▸ **Task prompt**:
Convert the part of the entries below that opens with the line containing "Check that one keypoint sits on every instance of the leafy" and runs through the end of the entries into a JSON list of strings, one string per line, skipping blank lines.

_____

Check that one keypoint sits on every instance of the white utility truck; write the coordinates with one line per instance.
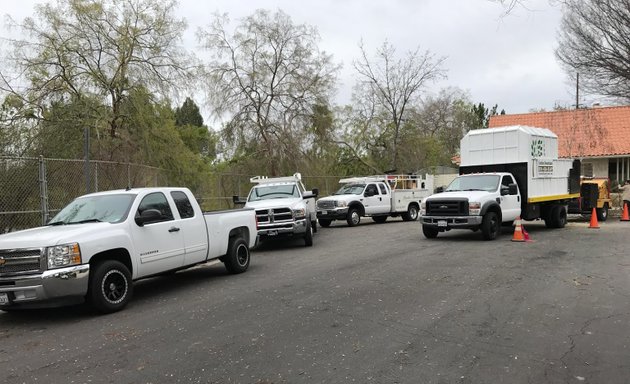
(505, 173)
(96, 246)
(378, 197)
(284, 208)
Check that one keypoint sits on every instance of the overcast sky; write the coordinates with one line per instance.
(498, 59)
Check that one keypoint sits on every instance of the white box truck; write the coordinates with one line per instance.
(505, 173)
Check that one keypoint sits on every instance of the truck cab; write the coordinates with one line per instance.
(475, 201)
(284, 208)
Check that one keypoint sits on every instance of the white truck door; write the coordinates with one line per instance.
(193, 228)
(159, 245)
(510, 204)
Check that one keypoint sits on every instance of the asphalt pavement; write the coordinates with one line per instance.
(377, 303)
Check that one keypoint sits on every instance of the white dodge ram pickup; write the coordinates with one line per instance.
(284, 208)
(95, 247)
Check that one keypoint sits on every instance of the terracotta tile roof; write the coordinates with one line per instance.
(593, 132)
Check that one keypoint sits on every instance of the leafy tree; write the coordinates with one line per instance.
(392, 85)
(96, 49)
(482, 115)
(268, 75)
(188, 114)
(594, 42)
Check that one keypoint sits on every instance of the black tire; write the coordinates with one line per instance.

_____

▸ **Answer in full**:
[
  "Check that one keypoint sits on every instance of the leafy tree; write the coordinates with one line per instance.",
  "(392, 85)",
  "(96, 49)",
  "(482, 115)",
  "(268, 75)",
  "(188, 114)",
  "(594, 42)",
  "Check that one keypoint sits on every instance of the black tire; write the coordinates with one line per instance."
]